| RECORDS FOR THE EXERCISE |
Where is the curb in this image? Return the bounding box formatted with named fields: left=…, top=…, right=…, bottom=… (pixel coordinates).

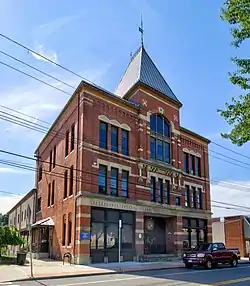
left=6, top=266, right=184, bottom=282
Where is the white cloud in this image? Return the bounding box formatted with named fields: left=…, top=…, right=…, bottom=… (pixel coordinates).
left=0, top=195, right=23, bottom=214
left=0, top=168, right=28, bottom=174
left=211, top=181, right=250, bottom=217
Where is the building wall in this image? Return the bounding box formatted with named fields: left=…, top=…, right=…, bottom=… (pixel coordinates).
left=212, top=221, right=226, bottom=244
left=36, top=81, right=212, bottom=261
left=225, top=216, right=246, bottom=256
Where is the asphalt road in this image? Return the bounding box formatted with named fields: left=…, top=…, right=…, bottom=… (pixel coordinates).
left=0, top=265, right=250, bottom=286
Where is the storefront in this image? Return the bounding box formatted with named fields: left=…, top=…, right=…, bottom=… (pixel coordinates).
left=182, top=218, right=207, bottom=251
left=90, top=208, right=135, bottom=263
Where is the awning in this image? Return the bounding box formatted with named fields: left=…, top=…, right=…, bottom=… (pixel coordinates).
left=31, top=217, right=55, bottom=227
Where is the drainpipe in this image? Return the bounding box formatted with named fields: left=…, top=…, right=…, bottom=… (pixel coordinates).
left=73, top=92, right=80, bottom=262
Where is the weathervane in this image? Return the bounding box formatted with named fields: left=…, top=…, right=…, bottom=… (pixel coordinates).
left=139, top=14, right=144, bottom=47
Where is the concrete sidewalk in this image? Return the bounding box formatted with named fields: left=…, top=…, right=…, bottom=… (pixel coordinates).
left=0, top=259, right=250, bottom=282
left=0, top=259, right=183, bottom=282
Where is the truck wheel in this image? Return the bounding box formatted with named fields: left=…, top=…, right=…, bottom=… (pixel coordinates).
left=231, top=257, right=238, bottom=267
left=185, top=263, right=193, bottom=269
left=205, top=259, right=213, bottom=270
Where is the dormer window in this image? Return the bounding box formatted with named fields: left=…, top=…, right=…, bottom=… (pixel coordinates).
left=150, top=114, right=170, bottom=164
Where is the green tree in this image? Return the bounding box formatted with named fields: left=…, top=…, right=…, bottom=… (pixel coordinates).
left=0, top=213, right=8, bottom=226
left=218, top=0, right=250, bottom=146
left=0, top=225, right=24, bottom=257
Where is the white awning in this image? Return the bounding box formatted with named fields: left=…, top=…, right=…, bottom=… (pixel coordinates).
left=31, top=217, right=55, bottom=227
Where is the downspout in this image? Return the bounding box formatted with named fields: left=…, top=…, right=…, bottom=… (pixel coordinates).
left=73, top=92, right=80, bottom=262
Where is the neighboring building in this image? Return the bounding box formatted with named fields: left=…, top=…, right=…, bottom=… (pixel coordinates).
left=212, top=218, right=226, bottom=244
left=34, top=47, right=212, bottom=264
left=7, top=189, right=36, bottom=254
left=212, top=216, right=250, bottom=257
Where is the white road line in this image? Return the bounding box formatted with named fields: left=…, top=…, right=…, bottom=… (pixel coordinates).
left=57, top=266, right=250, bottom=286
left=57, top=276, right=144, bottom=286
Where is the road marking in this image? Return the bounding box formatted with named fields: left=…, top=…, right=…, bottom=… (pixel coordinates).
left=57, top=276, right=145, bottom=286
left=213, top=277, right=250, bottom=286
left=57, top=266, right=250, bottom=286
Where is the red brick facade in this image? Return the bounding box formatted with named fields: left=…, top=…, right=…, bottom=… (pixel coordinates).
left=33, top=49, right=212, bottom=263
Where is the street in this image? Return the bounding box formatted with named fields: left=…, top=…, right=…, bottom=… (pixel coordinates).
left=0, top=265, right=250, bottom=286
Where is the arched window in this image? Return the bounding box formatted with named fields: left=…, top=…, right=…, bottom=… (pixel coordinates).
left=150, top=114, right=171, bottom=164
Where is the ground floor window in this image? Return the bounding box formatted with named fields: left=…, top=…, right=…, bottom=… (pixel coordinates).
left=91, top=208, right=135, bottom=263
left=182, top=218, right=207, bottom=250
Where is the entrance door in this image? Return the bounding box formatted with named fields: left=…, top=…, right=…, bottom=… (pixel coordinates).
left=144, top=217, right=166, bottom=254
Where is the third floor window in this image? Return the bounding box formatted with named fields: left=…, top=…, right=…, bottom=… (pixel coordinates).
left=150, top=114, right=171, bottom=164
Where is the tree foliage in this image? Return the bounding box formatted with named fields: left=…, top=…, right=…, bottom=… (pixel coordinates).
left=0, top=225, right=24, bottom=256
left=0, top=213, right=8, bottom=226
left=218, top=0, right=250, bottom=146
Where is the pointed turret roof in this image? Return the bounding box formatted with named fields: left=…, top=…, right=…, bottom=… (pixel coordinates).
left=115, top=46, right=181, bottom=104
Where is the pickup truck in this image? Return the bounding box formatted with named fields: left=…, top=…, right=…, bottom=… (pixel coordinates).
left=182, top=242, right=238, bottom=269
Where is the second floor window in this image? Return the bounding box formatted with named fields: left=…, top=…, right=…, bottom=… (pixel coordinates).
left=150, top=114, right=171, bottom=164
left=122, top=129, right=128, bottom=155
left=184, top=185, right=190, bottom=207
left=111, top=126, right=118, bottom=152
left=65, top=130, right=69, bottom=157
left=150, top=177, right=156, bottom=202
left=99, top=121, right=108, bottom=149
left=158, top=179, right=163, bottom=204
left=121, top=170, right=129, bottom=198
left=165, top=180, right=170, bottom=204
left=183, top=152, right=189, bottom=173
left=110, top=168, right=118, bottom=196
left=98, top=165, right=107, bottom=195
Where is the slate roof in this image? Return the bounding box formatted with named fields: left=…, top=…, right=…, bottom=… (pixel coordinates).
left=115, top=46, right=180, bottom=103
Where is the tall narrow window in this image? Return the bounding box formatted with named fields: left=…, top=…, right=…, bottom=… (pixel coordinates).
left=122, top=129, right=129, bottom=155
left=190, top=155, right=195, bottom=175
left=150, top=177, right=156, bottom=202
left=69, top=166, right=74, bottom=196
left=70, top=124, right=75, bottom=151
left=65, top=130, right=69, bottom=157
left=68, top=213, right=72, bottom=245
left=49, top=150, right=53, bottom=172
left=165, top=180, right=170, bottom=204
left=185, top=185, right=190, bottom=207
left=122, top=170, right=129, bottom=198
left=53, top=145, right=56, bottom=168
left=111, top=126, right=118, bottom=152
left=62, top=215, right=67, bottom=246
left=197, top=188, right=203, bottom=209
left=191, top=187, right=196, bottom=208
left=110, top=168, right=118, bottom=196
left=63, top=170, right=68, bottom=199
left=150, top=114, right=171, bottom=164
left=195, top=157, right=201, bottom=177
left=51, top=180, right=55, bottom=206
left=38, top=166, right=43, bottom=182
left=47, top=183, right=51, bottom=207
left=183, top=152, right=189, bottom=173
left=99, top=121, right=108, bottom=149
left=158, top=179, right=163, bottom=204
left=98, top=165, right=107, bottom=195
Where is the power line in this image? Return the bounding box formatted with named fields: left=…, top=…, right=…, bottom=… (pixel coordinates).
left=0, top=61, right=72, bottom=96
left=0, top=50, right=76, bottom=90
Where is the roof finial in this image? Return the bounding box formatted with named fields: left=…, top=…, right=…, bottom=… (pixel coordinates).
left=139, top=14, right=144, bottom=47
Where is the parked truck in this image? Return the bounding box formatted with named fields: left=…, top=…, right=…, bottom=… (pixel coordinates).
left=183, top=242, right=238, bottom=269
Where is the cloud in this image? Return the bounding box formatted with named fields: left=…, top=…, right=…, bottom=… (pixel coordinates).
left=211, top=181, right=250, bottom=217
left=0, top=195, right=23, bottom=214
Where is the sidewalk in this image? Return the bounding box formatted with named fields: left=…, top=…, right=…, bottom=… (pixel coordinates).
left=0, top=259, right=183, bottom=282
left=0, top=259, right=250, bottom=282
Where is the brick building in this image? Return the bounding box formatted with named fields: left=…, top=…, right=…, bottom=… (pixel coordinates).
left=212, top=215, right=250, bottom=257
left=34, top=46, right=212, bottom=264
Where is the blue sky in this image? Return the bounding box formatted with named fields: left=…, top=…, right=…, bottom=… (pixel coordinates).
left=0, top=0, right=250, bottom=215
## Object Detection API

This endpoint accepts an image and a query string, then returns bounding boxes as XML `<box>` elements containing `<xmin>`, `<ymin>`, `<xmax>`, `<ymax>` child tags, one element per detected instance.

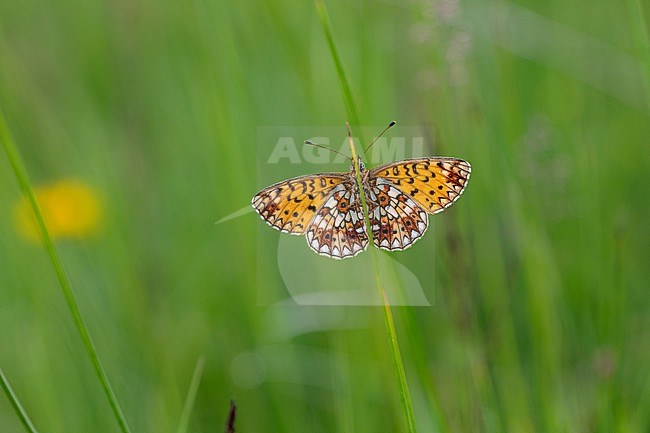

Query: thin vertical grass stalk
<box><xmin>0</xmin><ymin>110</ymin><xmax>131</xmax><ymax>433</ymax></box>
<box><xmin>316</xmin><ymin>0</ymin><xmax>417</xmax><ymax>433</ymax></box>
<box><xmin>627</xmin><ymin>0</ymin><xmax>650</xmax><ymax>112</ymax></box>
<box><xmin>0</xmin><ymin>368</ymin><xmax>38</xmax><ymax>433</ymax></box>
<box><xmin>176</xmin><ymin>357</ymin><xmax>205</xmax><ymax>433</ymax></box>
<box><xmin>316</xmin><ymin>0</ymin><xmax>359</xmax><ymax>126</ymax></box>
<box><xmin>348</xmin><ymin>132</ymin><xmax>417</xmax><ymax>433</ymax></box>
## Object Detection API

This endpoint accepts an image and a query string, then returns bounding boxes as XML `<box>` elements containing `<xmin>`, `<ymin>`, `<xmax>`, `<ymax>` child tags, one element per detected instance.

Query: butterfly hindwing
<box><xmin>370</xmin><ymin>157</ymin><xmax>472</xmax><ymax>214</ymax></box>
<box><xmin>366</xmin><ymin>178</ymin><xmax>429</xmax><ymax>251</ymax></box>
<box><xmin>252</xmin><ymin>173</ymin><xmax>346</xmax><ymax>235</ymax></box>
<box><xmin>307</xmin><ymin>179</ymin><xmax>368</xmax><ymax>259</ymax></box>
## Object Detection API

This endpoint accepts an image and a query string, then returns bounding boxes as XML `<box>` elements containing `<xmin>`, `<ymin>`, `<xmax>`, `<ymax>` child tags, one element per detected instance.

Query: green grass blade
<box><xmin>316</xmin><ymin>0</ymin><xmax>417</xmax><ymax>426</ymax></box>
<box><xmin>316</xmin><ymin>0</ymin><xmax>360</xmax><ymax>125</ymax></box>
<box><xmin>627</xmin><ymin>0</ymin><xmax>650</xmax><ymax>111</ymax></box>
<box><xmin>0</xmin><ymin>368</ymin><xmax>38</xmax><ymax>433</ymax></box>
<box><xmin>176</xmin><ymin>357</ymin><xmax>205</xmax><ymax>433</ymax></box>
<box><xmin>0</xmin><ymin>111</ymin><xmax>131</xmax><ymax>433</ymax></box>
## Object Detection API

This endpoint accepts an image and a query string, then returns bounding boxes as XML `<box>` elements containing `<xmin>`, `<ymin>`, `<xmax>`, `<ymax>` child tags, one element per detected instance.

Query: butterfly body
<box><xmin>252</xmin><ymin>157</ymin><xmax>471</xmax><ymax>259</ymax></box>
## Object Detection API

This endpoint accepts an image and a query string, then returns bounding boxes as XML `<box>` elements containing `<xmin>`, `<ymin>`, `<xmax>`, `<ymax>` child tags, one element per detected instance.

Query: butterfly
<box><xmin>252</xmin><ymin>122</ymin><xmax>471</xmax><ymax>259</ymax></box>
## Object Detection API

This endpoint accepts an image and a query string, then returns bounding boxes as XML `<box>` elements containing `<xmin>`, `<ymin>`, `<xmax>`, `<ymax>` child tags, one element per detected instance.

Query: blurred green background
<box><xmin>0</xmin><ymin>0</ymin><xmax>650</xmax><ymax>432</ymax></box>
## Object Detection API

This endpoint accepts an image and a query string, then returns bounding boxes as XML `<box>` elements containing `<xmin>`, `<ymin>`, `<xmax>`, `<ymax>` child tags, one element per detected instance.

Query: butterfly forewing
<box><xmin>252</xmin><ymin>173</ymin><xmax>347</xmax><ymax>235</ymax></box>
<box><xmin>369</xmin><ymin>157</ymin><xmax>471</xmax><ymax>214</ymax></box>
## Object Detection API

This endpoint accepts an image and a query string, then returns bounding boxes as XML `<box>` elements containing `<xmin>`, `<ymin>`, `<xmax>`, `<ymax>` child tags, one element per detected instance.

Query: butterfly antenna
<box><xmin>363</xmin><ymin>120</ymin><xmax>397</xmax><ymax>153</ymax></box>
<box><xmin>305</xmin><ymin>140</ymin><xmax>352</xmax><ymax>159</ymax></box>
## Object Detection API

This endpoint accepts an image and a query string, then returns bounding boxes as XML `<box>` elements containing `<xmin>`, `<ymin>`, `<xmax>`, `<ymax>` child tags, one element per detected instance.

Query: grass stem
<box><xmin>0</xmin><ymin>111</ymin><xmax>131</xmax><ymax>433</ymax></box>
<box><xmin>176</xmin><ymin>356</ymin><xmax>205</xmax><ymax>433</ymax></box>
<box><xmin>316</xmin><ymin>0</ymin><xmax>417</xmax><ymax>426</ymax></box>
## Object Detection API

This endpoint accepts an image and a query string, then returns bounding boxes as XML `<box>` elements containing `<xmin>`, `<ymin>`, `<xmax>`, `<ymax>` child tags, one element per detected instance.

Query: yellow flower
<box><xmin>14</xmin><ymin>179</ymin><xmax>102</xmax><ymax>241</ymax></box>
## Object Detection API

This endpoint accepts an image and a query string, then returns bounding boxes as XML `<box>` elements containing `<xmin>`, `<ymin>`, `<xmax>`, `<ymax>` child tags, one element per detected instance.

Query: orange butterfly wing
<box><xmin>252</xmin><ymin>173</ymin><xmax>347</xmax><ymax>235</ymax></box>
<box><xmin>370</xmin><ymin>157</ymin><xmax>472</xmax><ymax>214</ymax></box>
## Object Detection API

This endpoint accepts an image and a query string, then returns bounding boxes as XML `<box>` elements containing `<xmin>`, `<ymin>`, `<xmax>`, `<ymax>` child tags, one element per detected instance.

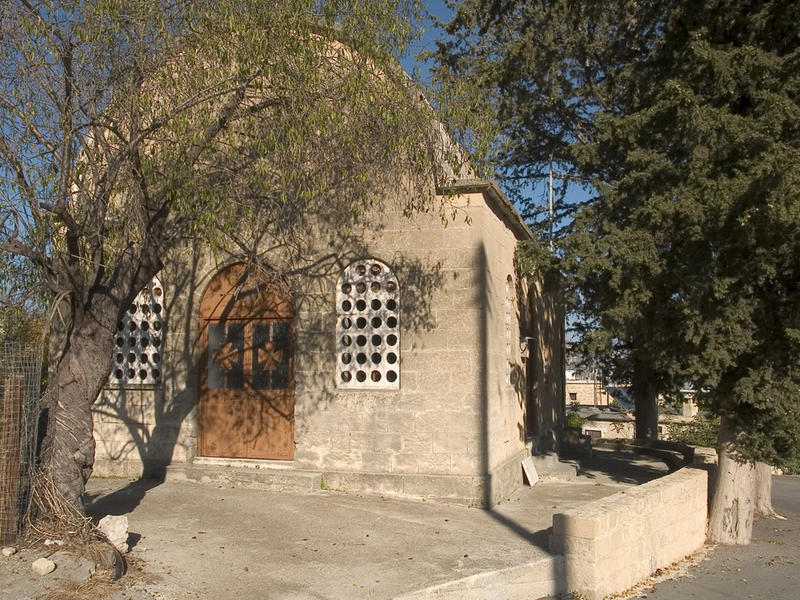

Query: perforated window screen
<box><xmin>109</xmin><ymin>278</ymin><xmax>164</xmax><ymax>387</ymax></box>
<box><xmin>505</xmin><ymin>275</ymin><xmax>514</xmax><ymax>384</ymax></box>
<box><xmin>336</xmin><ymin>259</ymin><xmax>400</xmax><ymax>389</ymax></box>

| PROBLEM REQUIREMENTS |
Rewrite the entries with "asphalt road" replaced by "paved street" and everything else unchanged, starting at the beginning of the entries and ending at the line that contains "left=90, top=208, right=135, bottom=263". Omit the pictures from your answer.

| WRITTEN SOLUTION |
Where is the curb in this image? Return the bounding box formatted with named fields: left=…, top=…, right=…, bottom=… (pixel coordinates).

left=6, top=266, right=184, bottom=282
Where is the white cloud in this image? Return the bounding box formatted with named fields: left=…, top=…, right=…, bottom=… (pixel coordinates).
left=0, top=195, right=23, bottom=214
left=0, top=168, right=28, bottom=174
left=211, top=181, right=250, bottom=217
Where is the building wall in this image? Return the bounding box formatted with named fields: left=…, top=…, right=…, bottom=… (pixel coordinates).
left=212, top=221, right=226, bottom=244
left=36, top=81, right=212, bottom=261
left=225, top=216, right=246, bottom=256
Where is the paved street in this image? Return the bounding box formatted with named fields: left=…, top=…, right=…, bottom=… (pixel coordinates).
left=0, top=265, right=250, bottom=286
Where is the storefront in this image? Return the bounding box formatted with named fields: left=…, top=…, right=…, bottom=… (pixel coordinates).
left=182, top=218, right=207, bottom=251
left=90, top=208, right=135, bottom=263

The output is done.